▼

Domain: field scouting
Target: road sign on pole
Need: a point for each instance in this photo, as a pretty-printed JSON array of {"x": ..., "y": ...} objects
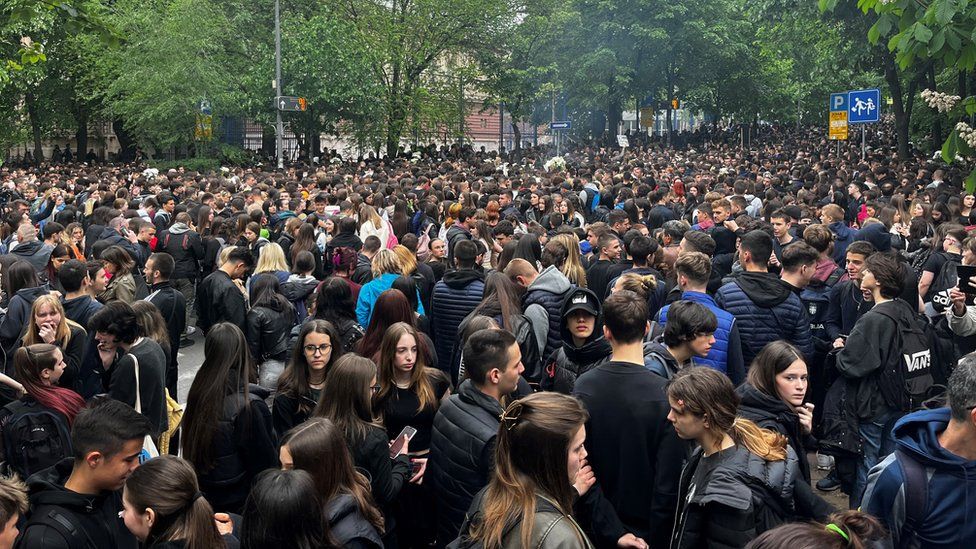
[
  {"x": 838, "y": 102},
  {"x": 290, "y": 104},
  {"x": 864, "y": 106},
  {"x": 838, "y": 125}
]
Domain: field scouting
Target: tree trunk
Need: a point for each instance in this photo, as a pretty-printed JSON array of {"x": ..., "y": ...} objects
[
  {"x": 35, "y": 126},
  {"x": 81, "y": 132},
  {"x": 937, "y": 122},
  {"x": 902, "y": 116}
]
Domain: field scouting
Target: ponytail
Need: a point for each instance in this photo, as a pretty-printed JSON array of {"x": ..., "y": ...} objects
[{"x": 769, "y": 445}]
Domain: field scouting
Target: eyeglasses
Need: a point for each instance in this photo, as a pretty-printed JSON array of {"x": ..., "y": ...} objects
[{"x": 322, "y": 349}]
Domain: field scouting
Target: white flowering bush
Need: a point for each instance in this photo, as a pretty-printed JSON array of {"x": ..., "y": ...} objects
[
  {"x": 555, "y": 164},
  {"x": 941, "y": 102}
]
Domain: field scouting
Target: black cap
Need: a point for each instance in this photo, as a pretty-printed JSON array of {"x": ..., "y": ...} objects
[{"x": 584, "y": 300}]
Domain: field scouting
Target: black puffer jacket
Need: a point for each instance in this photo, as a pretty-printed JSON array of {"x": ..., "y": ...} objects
[
  {"x": 461, "y": 449},
  {"x": 772, "y": 413},
  {"x": 456, "y": 295},
  {"x": 569, "y": 361},
  {"x": 726, "y": 508},
  {"x": 244, "y": 445},
  {"x": 267, "y": 333},
  {"x": 348, "y": 526}
]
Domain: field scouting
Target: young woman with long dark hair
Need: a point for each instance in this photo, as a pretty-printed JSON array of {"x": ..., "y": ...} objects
[
  {"x": 283, "y": 511},
  {"x": 334, "y": 303},
  {"x": 49, "y": 324},
  {"x": 227, "y": 431},
  {"x": 319, "y": 447},
  {"x": 269, "y": 323},
  {"x": 346, "y": 401},
  {"x": 164, "y": 508},
  {"x": 539, "y": 454},
  {"x": 749, "y": 466},
  {"x": 301, "y": 383}
]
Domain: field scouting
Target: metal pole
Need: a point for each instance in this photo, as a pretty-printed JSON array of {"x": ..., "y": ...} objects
[
  {"x": 279, "y": 127},
  {"x": 863, "y": 132},
  {"x": 501, "y": 126}
]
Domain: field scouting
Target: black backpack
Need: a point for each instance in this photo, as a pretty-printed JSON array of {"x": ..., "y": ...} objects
[
  {"x": 34, "y": 437},
  {"x": 937, "y": 299},
  {"x": 908, "y": 380}
]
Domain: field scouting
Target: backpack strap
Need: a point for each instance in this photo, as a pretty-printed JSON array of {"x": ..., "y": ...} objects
[
  {"x": 916, "y": 492},
  {"x": 64, "y": 524}
]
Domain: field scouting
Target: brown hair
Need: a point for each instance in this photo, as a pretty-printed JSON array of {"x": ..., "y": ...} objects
[
  {"x": 420, "y": 382},
  {"x": 319, "y": 447},
  {"x": 530, "y": 457},
  {"x": 707, "y": 392},
  {"x": 168, "y": 485}
]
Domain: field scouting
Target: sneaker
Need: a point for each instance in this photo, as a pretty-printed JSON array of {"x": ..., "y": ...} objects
[{"x": 829, "y": 483}]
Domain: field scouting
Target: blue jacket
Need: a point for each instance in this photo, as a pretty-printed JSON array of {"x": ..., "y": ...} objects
[
  {"x": 765, "y": 309},
  {"x": 455, "y": 295},
  {"x": 843, "y": 236},
  {"x": 946, "y": 519},
  {"x": 371, "y": 291},
  {"x": 726, "y": 353}
]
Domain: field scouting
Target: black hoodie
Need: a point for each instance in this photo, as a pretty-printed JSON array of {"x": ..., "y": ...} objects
[
  {"x": 96, "y": 517},
  {"x": 569, "y": 362}
]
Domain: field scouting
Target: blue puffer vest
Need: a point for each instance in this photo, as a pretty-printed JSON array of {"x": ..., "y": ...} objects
[
  {"x": 719, "y": 355},
  {"x": 456, "y": 295}
]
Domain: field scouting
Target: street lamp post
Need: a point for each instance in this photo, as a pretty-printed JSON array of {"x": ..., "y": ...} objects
[{"x": 279, "y": 128}]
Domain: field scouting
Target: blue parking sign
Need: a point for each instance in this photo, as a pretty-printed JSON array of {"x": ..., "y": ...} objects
[
  {"x": 838, "y": 102},
  {"x": 863, "y": 106}
]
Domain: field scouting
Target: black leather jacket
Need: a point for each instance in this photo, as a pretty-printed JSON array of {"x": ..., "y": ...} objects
[{"x": 267, "y": 333}]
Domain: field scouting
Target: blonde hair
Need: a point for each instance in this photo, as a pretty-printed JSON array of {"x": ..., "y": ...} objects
[
  {"x": 406, "y": 258},
  {"x": 271, "y": 259},
  {"x": 62, "y": 334},
  {"x": 707, "y": 393},
  {"x": 573, "y": 266}
]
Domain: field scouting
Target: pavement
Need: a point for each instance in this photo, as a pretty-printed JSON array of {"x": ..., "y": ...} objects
[{"x": 189, "y": 359}]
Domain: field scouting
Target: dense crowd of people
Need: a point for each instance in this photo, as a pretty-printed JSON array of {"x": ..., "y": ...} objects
[{"x": 651, "y": 348}]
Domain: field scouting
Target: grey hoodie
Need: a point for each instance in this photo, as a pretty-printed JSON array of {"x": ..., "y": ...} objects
[{"x": 555, "y": 282}]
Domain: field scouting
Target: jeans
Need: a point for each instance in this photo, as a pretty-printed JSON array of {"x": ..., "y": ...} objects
[
  {"x": 878, "y": 442},
  {"x": 188, "y": 288}
]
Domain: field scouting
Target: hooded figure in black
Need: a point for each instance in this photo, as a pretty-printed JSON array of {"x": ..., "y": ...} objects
[{"x": 583, "y": 349}]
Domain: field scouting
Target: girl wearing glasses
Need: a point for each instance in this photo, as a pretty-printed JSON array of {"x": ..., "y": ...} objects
[
  {"x": 300, "y": 385},
  {"x": 346, "y": 401},
  {"x": 409, "y": 394}
]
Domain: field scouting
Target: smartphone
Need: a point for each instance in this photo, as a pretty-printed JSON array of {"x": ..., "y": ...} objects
[
  {"x": 965, "y": 272},
  {"x": 396, "y": 447}
]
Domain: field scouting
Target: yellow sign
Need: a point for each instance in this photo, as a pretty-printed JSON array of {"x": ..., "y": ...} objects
[
  {"x": 647, "y": 117},
  {"x": 203, "y": 131},
  {"x": 838, "y": 126}
]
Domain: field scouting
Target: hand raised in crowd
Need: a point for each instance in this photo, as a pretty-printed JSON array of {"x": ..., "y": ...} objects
[
  {"x": 630, "y": 540},
  {"x": 958, "y": 299},
  {"x": 585, "y": 478},
  {"x": 805, "y": 413}
]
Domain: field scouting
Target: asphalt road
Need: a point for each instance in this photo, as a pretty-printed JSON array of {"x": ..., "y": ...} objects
[{"x": 190, "y": 359}]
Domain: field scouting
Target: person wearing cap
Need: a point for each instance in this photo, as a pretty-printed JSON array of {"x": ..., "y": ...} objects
[
  {"x": 584, "y": 346},
  {"x": 454, "y": 297}
]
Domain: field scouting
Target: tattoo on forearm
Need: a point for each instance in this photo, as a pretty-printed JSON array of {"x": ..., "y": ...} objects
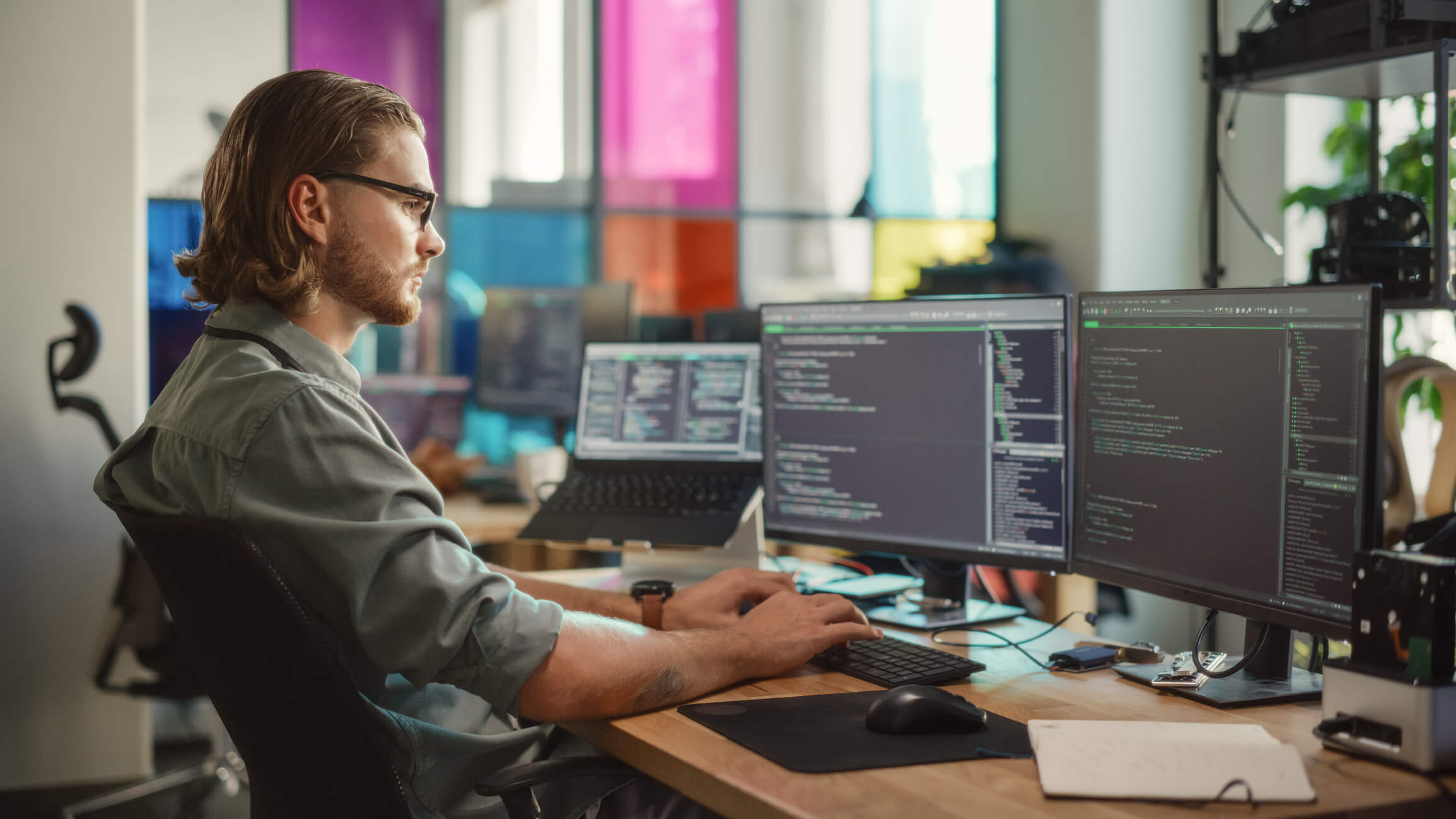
[{"x": 667, "y": 685}]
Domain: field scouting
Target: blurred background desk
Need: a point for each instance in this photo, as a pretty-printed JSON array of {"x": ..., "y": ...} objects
[{"x": 492, "y": 527}]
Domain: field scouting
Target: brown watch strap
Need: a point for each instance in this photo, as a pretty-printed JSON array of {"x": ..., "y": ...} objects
[{"x": 653, "y": 612}]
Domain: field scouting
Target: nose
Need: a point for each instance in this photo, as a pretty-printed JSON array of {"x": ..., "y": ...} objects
[{"x": 431, "y": 242}]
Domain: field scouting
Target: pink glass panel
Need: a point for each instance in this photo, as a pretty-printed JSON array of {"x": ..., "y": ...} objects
[
  {"x": 392, "y": 43},
  {"x": 668, "y": 105}
]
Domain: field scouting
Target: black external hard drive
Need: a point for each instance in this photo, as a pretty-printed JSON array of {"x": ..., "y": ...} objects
[{"x": 1084, "y": 658}]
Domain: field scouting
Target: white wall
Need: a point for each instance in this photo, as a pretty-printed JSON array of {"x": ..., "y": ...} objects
[
  {"x": 72, "y": 229},
  {"x": 1254, "y": 163},
  {"x": 1151, "y": 122},
  {"x": 1050, "y": 131},
  {"x": 192, "y": 70}
]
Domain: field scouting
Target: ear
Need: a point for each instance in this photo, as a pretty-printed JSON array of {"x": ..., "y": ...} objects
[{"x": 310, "y": 207}]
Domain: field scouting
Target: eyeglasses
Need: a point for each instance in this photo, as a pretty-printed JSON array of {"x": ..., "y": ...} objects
[{"x": 427, "y": 195}]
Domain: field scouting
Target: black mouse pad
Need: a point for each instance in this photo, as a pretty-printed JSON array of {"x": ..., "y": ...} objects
[{"x": 826, "y": 734}]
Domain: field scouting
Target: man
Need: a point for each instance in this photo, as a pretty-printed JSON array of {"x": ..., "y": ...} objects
[{"x": 318, "y": 204}]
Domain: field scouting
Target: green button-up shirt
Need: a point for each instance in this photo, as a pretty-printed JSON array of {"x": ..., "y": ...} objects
[{"x": 434, "y": 639}]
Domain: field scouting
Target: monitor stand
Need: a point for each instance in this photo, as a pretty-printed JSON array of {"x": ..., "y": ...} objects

▲

● **What is required**:
Locate every line in the data above that contains the word "sign", and copy each such line in full.

● **Written solution**:
Target: road sign on pole
Target: blue parking sign
Target: yellow sign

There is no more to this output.